**Problem requirements**. Copy all entries without alteration and skip the pictures they hold.
-------
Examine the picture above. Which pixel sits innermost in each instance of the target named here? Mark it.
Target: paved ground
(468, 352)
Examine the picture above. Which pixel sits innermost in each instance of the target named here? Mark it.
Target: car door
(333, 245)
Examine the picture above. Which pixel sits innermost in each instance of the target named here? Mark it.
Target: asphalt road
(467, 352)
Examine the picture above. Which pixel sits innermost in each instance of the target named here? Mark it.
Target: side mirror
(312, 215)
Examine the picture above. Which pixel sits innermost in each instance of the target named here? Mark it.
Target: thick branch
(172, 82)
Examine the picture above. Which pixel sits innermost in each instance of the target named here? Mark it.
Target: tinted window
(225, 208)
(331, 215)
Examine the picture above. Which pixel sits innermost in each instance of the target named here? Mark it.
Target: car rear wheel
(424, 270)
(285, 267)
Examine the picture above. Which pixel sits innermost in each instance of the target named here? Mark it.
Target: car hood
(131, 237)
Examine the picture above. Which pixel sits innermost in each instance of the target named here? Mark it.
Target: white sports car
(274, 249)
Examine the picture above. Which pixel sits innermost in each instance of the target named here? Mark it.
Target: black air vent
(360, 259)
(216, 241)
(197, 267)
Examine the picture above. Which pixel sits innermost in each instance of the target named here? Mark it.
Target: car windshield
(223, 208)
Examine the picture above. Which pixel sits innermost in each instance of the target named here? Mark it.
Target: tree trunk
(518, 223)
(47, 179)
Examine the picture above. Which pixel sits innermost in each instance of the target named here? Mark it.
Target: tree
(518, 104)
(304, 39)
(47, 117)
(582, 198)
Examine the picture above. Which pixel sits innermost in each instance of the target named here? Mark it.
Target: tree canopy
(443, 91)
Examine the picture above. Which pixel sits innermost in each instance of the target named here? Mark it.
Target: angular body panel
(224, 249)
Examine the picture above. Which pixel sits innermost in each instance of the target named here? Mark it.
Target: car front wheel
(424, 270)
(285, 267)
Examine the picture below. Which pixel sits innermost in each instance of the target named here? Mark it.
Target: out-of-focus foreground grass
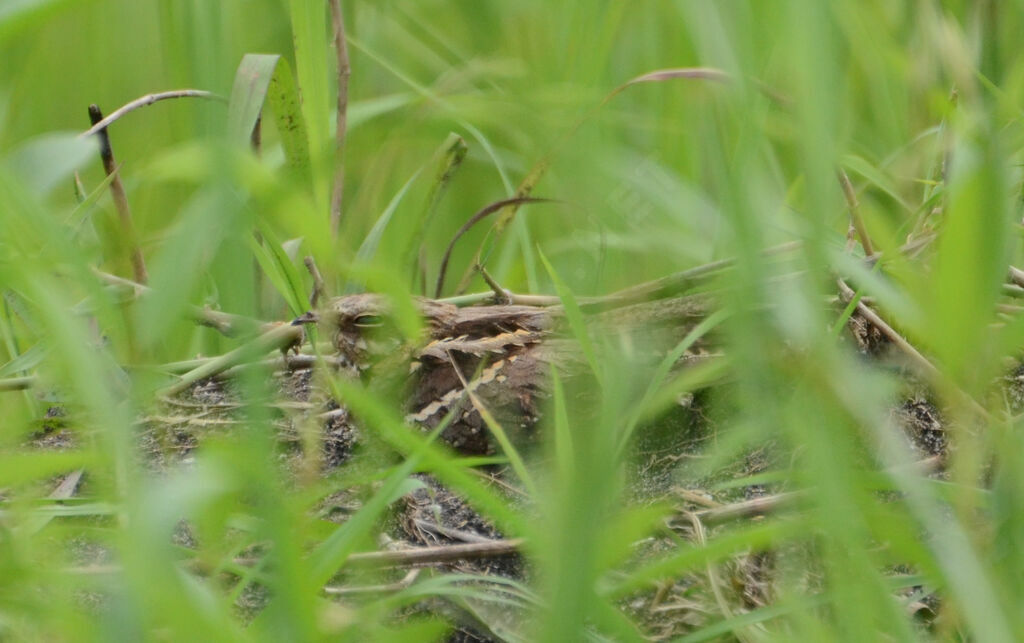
(919, 102)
-------
**Written solution**.
Examine the picture above. Which pixel sits innermost in each instance of the target named here? Mark it.
Target: paved ground
(468, 352)
Examine the picture above. Which pixel sits innermost in each instance of the target named here? Mark it.
Target: car door
(333, 245)
Examine the picture above. Which pixel sits innermost in each instance of the target named here? Mark it.
Target: asphalt road
(467, 352)
Examine the picture above. Which pixel sits innermost in each instance of the target named here? Mark it.
Target: side mirror
(312, 215)
Examine the picture above. Which pixel sits innermost in each instance of the target named here? Mark it.
Target: thick branch
(172, 82)
Examine the picture above. Which pixel sits innermost in each instance of the target named here? Mark it.
Target: tinted window
(225, 208)
(331, 215)
Examine the picture above. Which pixel sits innermost in each instance of the target named here? Mark it.
Target: car rear wheel
(424, 270)
(285, 267)
Examine the picture above. Which pixel sits innermost in each instance of the target named here? Mark it.
Target: car hood
(131, 237)
Examine the picture above. Which pixel sits innermost in each instance of the target named here? Mark it.
Target: white sports car
(274, 249)
Examine the picture above. Which pixel sits innermost in each instance of the target named here? Mark it.
Target: black air vent
(360, 259)
(216, 241)
(197, 267)
Examine the picture above. Which pixel sits innermost in each instance of the target named here? Mark it.
Target: car windshield
(223, 208)
Examine the picture above. Which pixel sits innermost in each instance of the target named here? Mark it.
Target: tree trunk
(518, 223)
(47, 179)
Examine the picture above. Which pixel sits innermost in each instance of the target named here? Mark it.
Target: tree
(518, 104)
(304, 39)
(47, 117)
(582, 198)
Examine the picture above. Which pixel sits innermost in each instance of the target named here? Mark it.
Target: tree canopy
(443, 91)
Examine the picture above. Which pixel sits innermost in each instance of the target named here? Mark it.
Target: angular body panel
(224, 249)
Examine the picture above. Which pixel sits innermost in each instance of the target named here? Mark it.
Target: car front wheel
(424, 270)
(285, 267)
Examine the picture below. Which pixel sits innermost in each instance of the target named here? Mark it.
Target: out-of-focus foreground grass
(919, 102)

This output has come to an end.